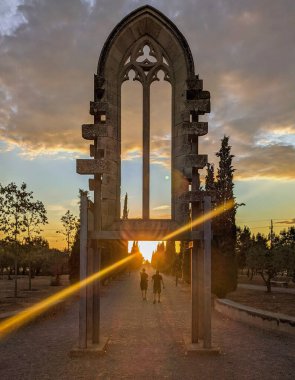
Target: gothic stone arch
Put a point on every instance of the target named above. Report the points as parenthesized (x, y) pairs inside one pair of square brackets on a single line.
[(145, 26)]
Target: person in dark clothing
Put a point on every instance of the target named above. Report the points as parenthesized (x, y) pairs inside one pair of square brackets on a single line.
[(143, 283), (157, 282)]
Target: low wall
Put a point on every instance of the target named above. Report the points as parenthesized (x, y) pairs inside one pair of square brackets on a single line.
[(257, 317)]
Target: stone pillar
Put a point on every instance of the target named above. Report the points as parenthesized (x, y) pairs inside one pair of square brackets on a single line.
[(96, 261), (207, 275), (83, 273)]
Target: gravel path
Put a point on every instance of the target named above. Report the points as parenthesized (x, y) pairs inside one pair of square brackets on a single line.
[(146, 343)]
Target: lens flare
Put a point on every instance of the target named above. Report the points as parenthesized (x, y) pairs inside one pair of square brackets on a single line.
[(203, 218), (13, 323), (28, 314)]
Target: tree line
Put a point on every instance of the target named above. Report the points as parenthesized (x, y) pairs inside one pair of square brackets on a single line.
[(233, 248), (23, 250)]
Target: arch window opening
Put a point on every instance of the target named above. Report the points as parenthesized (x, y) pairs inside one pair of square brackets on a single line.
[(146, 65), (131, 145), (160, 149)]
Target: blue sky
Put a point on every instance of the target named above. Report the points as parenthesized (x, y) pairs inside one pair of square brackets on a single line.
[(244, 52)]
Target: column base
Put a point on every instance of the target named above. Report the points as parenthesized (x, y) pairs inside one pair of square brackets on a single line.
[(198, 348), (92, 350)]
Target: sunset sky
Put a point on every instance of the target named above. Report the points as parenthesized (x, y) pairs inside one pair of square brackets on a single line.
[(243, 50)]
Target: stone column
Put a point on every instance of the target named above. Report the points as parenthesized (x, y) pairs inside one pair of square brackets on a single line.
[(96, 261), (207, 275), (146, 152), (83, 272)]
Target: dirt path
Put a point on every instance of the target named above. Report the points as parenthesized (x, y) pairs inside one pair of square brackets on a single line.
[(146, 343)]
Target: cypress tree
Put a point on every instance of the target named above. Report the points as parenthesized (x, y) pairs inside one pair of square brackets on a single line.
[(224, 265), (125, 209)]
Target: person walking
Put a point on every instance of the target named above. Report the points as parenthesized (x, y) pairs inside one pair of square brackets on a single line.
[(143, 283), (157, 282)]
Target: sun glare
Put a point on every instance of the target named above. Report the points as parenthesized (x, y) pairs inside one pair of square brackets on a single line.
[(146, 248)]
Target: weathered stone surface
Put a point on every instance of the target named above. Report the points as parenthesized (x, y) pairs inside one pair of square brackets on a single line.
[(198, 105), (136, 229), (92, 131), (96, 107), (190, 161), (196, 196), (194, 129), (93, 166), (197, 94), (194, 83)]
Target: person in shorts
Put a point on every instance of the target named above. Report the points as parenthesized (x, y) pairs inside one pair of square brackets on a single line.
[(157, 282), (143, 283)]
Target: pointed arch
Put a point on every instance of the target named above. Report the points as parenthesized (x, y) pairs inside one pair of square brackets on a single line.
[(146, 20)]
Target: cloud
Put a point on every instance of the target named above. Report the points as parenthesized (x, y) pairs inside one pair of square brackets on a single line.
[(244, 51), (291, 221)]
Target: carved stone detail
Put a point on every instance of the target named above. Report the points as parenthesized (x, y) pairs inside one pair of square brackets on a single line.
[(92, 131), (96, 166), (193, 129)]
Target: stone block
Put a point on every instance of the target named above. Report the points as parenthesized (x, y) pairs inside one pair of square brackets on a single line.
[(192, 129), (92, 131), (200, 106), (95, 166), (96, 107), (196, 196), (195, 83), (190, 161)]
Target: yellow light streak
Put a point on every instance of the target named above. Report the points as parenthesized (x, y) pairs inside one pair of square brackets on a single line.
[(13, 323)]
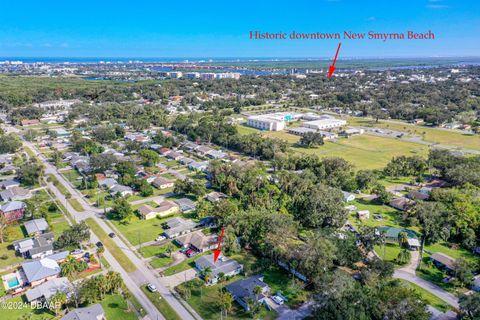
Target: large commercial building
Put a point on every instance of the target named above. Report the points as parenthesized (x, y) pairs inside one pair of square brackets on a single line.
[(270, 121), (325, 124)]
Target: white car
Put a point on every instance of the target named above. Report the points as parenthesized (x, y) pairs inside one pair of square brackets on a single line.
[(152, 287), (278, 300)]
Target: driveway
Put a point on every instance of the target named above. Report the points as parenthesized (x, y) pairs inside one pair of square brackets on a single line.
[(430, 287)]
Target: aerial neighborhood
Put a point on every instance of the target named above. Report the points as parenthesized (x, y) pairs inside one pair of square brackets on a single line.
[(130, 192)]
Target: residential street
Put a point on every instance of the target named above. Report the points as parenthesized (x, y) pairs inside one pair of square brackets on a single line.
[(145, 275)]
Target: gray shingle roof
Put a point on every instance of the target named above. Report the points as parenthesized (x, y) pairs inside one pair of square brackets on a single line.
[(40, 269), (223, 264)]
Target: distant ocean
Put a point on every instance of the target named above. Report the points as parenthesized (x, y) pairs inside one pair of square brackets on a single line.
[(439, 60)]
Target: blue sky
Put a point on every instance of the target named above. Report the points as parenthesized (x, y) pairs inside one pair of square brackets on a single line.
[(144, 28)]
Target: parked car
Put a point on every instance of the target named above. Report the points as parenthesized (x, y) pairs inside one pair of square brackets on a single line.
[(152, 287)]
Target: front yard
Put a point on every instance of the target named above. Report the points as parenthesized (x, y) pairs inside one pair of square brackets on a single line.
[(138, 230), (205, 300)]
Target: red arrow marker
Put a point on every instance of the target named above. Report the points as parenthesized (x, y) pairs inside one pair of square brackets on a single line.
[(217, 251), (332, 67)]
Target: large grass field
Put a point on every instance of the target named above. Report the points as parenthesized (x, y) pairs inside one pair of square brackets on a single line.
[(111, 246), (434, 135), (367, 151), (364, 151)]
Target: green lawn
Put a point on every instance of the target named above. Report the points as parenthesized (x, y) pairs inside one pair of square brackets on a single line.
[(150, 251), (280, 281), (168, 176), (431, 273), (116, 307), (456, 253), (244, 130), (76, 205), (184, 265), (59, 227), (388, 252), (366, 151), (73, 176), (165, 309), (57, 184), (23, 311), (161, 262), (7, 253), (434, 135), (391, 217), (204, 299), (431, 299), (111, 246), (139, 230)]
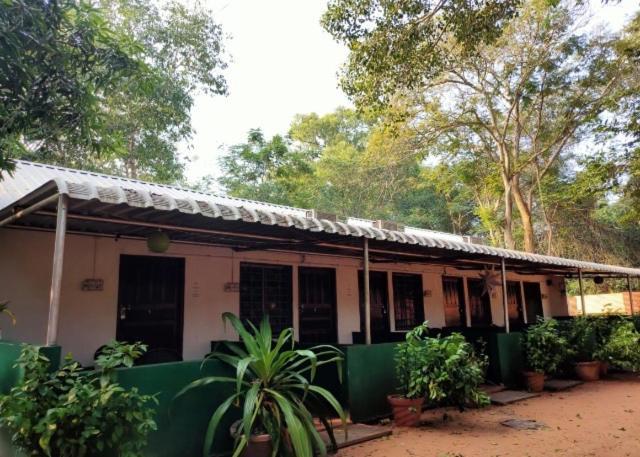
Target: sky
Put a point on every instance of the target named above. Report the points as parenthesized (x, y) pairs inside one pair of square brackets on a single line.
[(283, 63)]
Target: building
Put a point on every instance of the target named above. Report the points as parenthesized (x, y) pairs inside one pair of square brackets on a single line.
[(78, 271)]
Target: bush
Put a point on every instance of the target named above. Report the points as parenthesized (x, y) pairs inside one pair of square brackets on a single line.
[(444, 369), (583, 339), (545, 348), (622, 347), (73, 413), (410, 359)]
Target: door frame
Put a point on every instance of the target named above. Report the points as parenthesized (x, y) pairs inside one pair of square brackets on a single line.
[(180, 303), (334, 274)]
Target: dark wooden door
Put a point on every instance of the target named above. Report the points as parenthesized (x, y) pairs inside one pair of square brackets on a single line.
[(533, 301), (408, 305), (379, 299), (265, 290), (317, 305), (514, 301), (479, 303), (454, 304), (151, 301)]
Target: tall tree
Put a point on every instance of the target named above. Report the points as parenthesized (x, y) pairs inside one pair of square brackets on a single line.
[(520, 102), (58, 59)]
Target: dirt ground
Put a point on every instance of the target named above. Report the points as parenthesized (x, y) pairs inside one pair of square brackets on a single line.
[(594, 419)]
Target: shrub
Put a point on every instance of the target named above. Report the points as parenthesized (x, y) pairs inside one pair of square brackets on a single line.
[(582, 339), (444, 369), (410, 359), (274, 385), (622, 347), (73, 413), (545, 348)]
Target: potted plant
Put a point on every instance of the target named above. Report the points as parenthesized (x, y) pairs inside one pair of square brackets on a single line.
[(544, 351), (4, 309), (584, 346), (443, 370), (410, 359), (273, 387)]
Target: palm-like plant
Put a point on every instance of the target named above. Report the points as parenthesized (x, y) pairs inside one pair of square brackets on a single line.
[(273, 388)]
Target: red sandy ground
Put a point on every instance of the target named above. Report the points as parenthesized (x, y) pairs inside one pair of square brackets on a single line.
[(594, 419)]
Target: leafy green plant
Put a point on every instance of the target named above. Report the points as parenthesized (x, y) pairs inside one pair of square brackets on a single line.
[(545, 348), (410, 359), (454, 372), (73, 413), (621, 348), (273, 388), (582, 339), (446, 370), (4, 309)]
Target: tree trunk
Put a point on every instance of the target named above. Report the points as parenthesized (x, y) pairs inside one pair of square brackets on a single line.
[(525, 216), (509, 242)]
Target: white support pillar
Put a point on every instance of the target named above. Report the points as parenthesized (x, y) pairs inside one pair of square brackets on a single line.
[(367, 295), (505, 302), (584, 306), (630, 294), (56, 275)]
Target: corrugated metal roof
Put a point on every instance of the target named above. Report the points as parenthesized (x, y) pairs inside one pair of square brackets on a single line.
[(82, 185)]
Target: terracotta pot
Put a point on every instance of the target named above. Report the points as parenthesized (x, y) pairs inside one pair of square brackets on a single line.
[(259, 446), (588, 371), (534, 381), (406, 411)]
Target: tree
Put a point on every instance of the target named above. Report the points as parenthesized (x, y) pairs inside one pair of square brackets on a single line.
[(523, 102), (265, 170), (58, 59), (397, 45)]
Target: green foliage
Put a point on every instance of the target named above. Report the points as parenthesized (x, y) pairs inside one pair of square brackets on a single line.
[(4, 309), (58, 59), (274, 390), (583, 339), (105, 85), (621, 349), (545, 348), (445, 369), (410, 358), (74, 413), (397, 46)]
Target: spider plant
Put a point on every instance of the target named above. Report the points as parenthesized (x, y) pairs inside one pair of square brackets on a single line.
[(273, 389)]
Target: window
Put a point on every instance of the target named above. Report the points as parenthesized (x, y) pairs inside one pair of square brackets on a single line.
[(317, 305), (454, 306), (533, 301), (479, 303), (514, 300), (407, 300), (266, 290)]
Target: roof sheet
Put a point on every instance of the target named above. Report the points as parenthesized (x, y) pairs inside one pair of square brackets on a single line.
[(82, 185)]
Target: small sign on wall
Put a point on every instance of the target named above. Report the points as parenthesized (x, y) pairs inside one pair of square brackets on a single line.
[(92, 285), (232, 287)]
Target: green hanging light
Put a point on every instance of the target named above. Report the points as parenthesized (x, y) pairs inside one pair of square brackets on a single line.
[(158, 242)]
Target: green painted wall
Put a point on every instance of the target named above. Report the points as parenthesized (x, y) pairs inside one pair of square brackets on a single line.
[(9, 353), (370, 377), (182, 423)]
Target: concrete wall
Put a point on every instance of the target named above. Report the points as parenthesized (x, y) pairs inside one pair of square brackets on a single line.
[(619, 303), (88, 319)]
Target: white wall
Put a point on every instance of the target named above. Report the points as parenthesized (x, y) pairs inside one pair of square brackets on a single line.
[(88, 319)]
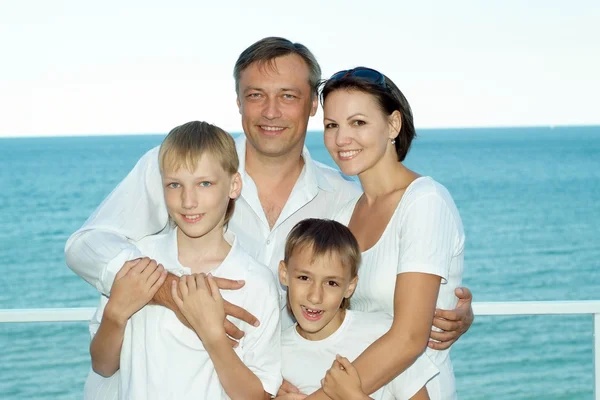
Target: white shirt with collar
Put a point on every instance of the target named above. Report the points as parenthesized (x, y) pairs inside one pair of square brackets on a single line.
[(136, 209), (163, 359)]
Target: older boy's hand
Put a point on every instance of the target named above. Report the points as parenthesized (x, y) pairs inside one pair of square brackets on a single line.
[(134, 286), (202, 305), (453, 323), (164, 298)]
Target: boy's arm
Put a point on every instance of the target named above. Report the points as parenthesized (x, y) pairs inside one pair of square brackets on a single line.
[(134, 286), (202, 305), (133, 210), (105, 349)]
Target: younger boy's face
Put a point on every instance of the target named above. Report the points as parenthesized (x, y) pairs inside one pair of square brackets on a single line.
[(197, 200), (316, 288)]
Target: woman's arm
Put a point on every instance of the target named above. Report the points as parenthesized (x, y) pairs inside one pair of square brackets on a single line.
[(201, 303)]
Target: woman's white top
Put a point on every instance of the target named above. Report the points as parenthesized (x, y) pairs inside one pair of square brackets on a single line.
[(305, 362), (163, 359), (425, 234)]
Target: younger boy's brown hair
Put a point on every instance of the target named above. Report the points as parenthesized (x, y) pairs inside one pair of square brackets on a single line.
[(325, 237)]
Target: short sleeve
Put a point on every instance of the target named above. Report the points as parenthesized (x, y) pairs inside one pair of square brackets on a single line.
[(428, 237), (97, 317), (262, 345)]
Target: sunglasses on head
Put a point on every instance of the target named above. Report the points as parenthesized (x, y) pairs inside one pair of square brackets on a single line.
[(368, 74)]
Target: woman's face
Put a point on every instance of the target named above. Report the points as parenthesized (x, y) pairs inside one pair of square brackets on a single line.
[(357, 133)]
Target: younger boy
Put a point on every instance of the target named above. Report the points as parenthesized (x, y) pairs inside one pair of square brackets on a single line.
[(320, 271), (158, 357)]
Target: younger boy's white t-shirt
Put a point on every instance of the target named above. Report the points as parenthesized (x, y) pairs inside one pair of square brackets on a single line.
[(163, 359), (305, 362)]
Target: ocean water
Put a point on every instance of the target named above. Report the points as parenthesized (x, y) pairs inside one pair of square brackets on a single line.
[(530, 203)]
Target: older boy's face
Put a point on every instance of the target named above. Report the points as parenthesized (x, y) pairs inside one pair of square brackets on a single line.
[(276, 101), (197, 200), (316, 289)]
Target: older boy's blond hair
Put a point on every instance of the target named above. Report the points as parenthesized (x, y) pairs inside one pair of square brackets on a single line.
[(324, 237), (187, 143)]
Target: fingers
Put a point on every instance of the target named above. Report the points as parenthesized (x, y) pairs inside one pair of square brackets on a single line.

ASSIGNED TASK: Return each line of the preceding material in which "younger" can be found.

SOLUTION BELOW:
Target: younger boy's face
Target: younger boy's brown hair
Target: younger boy
Target: younger boy's white t-shirt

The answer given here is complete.